Exercise brief:
The stretch wanted below opens at the line containing "# point at: browned" and closes at the line containing "# point at: white shutter". Please return it exactly, with no other lines.

Data provided:

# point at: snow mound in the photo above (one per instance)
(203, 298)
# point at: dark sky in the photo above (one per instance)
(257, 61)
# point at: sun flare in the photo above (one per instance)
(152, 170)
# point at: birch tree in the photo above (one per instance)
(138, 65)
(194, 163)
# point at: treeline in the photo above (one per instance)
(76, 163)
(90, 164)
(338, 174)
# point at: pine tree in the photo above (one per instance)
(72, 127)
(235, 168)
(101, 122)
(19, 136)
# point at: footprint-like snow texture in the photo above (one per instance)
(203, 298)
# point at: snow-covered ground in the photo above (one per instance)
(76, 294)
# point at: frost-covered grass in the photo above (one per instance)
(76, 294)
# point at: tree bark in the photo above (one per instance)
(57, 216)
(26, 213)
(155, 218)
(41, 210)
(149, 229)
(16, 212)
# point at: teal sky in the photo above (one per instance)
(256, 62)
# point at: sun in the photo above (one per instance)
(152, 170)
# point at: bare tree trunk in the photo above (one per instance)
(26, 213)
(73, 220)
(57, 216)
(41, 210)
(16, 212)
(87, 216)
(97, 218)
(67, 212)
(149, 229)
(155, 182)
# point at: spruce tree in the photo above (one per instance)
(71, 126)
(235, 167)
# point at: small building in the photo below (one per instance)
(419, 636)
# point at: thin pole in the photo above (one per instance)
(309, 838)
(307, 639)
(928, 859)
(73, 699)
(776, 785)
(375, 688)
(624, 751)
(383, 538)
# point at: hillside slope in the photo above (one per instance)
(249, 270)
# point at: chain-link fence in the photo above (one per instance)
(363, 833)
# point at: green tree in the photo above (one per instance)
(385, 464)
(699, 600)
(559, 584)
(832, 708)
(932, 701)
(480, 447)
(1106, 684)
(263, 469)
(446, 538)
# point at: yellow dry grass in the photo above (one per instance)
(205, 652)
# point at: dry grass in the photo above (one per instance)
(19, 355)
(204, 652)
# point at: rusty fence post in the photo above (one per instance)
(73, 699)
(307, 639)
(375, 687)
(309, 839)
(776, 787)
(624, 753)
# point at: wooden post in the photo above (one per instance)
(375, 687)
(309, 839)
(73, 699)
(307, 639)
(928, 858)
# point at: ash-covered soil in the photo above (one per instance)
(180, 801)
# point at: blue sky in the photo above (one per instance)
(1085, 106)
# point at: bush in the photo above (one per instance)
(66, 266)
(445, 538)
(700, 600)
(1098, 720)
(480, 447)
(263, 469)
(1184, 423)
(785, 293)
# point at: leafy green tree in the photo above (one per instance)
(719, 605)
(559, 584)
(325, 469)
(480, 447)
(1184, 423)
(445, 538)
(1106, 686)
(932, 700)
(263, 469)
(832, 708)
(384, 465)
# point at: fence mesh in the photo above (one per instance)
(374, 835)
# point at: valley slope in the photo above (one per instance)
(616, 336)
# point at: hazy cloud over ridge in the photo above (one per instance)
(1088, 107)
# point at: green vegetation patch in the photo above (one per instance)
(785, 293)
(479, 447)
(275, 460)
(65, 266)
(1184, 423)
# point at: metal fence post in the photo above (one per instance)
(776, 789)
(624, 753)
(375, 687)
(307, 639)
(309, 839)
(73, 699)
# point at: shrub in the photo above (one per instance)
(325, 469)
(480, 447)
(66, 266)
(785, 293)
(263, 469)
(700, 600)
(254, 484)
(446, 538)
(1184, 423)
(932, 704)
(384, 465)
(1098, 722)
==
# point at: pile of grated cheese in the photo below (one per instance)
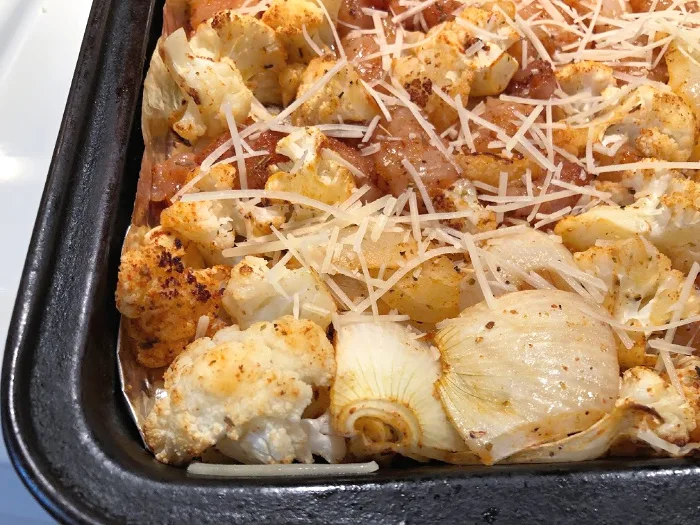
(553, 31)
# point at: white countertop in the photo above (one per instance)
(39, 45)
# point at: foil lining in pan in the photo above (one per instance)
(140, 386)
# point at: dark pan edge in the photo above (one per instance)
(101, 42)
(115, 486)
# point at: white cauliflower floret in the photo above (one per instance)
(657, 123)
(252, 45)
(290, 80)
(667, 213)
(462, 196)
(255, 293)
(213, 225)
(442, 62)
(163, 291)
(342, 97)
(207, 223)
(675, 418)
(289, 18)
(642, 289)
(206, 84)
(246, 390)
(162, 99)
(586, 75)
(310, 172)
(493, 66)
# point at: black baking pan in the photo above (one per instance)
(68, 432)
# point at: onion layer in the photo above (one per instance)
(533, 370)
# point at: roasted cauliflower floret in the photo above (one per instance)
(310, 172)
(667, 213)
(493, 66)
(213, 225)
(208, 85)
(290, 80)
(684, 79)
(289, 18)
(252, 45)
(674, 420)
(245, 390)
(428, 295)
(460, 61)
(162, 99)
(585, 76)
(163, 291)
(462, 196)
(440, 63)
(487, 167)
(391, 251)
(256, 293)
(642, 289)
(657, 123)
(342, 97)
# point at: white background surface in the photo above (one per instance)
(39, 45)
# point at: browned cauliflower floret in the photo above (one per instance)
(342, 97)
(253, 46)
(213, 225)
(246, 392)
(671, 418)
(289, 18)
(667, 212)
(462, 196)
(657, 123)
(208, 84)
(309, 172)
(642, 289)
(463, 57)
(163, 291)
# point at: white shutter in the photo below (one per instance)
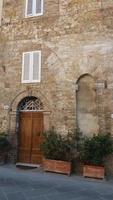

Response area:
# point at: browned cauliflower floret in the photo above (one per instance)
(342, 97)
(253, 46)
(213, 225)
(246, 392)
(671, 418)
(289, 18)
(667, 212)
(462, 196)
(657, 123)
(208, 84)
(309, 172)
(642, 289)
(463, 57)
(163, 291)
# point at: white shutter in the photo below (one per instance)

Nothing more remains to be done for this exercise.